------ Text extract

# Bow Recommendations



## dixonha (Jan 12, 2009)

It looks like I've drawn my first archery tag and need to buy a good bow. I have never bow hunted but it is something I want to get into and stick with it for years. 

What brands of bows would you recommend for a beginner? I want something that I can use now and for the next 3-5 years. I want quality and the best price. Let me know what you experts think. Thanks.


----------



## HOGAN (Sep 8, 2007)

I am no expert but I would strongly recommend a PSE whatever. Plety of adjustmants that you can play with until you know what you like, then you can buy a real bow like a Mathews. 

But seriously PSE would be a great starter bow, you can spend as little or as much as you want, but with bows as everything else, you get what you pay for. Shoot a few different types and see which one grows on you the best. Very addicting sport, once your in, your hook, line and sinkered. Best of luck and be prepared to be reborn in the hunting world.


----------



## bwhntr23 (Sep 29, 2008)

------------
------ Raw records

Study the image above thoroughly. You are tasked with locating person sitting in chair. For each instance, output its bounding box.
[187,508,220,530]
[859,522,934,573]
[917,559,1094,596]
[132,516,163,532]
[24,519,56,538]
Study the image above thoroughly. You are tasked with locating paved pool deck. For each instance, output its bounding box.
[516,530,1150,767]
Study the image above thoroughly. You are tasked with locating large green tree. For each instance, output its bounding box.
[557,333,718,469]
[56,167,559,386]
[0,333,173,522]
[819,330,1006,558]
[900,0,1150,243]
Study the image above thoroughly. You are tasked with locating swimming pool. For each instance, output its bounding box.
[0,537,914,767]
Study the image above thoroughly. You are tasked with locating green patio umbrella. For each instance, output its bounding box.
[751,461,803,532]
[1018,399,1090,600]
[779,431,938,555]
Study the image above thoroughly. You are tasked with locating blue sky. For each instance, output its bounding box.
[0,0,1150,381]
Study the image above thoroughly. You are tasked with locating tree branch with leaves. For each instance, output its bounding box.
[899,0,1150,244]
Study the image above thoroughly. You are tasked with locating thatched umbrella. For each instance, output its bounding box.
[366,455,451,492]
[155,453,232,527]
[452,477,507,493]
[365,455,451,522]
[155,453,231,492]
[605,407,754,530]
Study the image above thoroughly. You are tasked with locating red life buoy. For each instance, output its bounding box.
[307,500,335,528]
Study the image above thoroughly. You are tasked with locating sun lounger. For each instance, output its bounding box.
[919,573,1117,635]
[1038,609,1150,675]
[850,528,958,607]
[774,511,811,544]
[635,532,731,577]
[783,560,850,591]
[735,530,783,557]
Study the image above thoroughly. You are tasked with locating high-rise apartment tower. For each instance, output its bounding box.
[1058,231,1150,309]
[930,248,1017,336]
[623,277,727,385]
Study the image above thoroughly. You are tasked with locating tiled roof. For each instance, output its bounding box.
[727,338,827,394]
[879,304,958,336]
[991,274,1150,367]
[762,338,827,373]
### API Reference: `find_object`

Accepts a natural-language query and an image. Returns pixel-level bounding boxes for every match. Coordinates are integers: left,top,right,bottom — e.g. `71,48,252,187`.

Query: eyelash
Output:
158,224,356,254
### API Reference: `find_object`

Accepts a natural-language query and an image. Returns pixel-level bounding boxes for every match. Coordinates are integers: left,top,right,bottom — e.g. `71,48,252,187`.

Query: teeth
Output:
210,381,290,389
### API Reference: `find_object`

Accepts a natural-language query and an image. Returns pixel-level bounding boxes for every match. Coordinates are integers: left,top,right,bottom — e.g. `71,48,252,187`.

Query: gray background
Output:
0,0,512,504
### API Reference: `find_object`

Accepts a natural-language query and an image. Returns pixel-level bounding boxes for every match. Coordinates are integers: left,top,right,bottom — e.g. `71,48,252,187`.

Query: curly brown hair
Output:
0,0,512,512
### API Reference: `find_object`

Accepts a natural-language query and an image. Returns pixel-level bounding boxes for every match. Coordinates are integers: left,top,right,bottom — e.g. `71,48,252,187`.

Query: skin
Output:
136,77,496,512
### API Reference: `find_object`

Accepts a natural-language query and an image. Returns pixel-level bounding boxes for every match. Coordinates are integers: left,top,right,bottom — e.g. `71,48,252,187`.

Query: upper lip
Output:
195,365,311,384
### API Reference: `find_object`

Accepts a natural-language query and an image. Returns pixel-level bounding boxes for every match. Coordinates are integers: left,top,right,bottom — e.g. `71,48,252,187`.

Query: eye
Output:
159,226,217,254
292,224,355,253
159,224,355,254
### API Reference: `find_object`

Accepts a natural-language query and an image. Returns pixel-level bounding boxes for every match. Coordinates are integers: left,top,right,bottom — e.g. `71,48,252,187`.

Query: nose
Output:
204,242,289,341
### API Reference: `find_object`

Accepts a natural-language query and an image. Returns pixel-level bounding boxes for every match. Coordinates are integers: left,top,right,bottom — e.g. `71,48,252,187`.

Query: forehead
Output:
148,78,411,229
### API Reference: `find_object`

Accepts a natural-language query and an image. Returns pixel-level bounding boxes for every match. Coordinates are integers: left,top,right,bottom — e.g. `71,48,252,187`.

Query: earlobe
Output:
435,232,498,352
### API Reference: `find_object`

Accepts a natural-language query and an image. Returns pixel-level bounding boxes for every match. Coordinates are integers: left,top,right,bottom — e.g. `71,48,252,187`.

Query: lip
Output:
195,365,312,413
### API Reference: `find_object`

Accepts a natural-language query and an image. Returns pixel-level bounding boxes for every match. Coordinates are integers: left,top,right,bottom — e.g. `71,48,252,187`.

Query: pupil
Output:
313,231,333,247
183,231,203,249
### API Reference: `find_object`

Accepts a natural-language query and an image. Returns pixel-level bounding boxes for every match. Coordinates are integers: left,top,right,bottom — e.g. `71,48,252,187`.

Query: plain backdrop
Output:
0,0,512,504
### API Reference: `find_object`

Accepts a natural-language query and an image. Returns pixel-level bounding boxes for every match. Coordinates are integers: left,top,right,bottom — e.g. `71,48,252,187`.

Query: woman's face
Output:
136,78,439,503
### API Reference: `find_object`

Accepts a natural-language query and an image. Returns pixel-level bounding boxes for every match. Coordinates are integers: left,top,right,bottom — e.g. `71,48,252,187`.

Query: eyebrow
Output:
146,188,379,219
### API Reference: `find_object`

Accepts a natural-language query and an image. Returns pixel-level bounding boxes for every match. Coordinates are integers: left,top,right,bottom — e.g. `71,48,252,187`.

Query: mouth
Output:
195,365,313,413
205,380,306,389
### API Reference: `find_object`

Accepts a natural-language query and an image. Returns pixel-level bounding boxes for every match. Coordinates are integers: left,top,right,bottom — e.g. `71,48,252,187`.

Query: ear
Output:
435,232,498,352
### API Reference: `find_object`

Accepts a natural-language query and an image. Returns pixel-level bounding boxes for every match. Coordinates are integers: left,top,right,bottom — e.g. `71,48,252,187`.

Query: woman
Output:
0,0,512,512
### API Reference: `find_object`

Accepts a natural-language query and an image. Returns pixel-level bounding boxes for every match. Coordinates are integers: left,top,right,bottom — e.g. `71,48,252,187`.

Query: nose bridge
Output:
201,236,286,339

------------

→ Requests
1. In the bow recommendations thread, which brand does HOGAN recommend as a starter bow?
2. Write the next part of the bow recommendations thread, starting after its last line.

→ Results of the tasks
1. PSE

2.
Make sure to check out the Parker Bows, they have some great bows to get you started that you can use for a few years without having to spend a fortune.


----------



## hunter_orange13 (Oct 11, 2008)

Find your price range, and shoot every bow that you can. Let the bow pick you! Its gets addicting. And don't forget to leave some money for the sight, rest, peep, arrows, quiver, release, stabilizer, and anything else you might need. KSL has good deals sometimes.


----------



## dixonha (Jan 12, 2009)

Thanks all. I appreciate these recommendations and thoughts. I'll look into these.


----------



## goofy elk (Dec 16, 2007)

I've bought my boy and myself bows off KSL in the last 2 months,,,,,,,,,
If you take your time ,,make offers,, and wait them out,,

I've made a couple buys that were UNREALL!

Plus this year on KSL I've bought two 3 x 9 scopes,,A GPS,,And a spotting scope..

And on the bow recommendation,,,,,,Bear has a new Charge bow,,,Fully set up for $360
at Sportsman's I was impressed with for the price...

Here's a link to cabelas bow packages...
http://www.cabelas.com/cabelas/en/templ ... d=cat21424


----------



## USMARINEhuntinfool (Sep 15, 2007)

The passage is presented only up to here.